:: Consigne 1 ::
Relevez toutes les villes et tous les pays nommés dans le texte.

:: Texte ::
- - - - - - -

L’important, c’est de ne pas s’arrêter. Regarder le passé, m’en délecter, relire ou revivre, c’est une chose que je pourrai faire à la retraite, avec mes (nombreux) petits-enfants. C’est déjà une chose que je fais au jour le jour quand je réponds aux questions de tous ceux qui ont suivi mes écrits et mes photos au cours de ces derniers mois. Et c’est quelque chose que je fais d’une autre façon, mais j’y reviendrai.
Toujours est-il qu’il faut que j’aie de nouveaux objectifs, de nouvelles ambitions. On m’a déjà critiqué par rapport à ce manque d’ambition, il faut donc que je fasse taire les mauvaises langues. Non, je ne ferai pas rien de mes prochains mois, de mes prochaines années. L’emploi du temps est même plutôt chargé. L’information numéro un est bien sûr le doctorat, la thèse, avec un directeur que j’ai fini par trouver après un bon mois et demi de recherches. En fait, j’en ai deux, un sur Bordeaux et l’autre rattaché à Pau, mais qui séjourne pour deux ans au Kenya. Les deux sont reliés au même centre de recherche, le LAm (Les Afriques dans le monde). Moi qui ai depuis quelques années maintenant l’Afrique au cœur de mes recherches universitaires, c’était une obligation d’être rattaché à un centre qui se concentre sur le même continent. Il y en a deux en France, et j’atterris finalement dans le sud-ouest. Après avoir obtenu l’accord de mon professeur, je viens de prendre connaissance des démarches administratives à accomplir. Reste la question du financement, souvent problématique quand on réalise une thèse dans les sciences sociales, et la définition de mon sujet. Ce devrait être sur les conséquences du génocide rwandais sur les relations régionales et internationales au sein de l’Afrique subsaharienne, sujet passionnant (je vous promets !).

- - - - - - -

:: Consigne 2 ::
Recopiez à l'identique toutes les lignes des entrées ci-dessous, sans reproduire les images.

[Lignes d'un jeu de données de pointage]
- - - - - - -

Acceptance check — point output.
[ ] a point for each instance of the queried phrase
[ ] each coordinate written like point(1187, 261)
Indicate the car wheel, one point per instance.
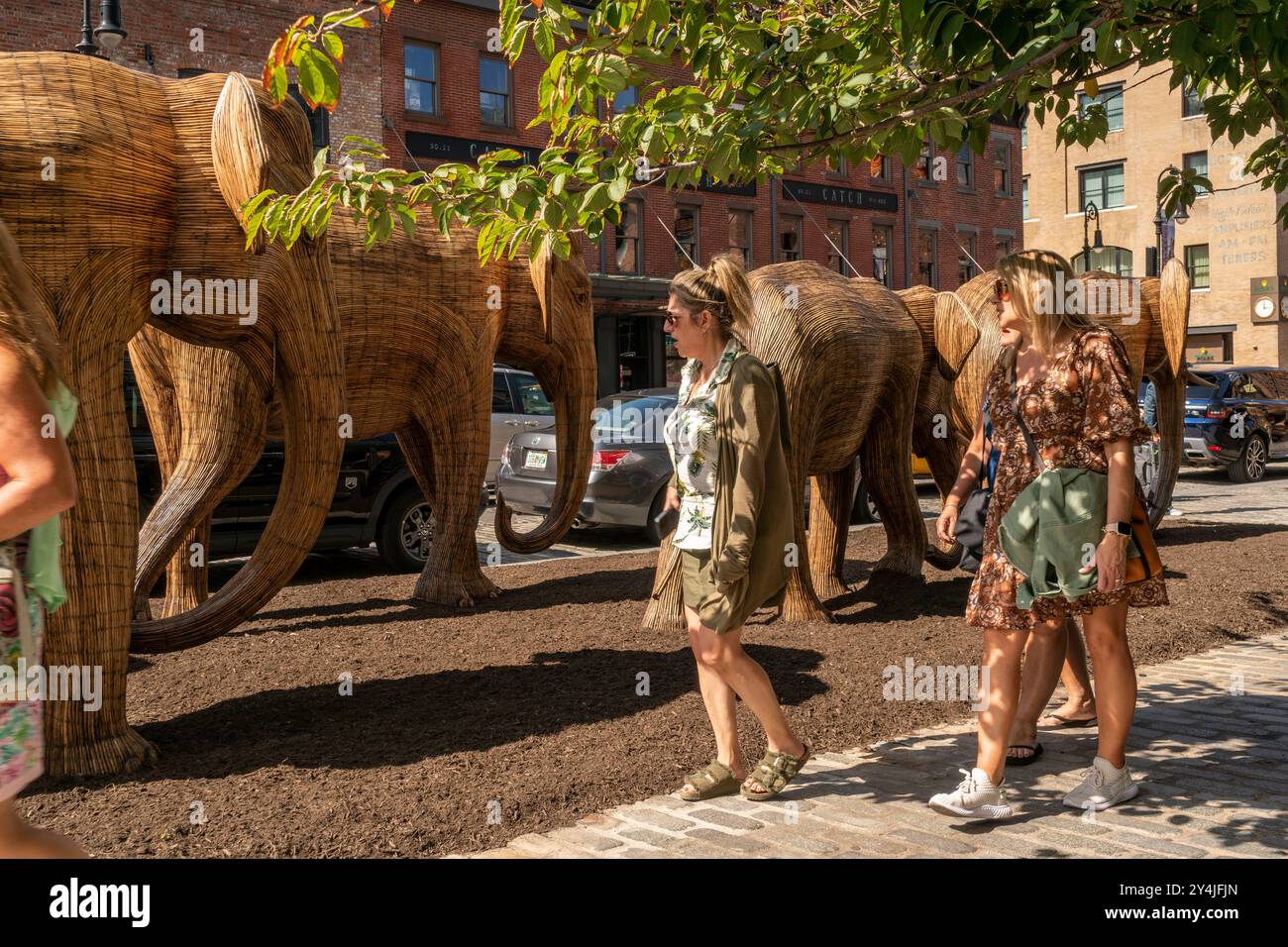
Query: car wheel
point(406, 532)
point(864, 510)
point(652, 528)
point(1250, 466)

- - - - - - -

:: Réponse 1 ::
Bordeaux, Pau, Kenya, France

:: Réponse 2 ::
Acceptance check — point output.
[ ] a point for each instance of the queried phrase
[ ] each coordinate written like point(1187, 261)
Indicate the car wheel, one point per instance.
Query: car wheel
point(406, 532)
point(864, 510)
point(652, 528)
point(1250, 466)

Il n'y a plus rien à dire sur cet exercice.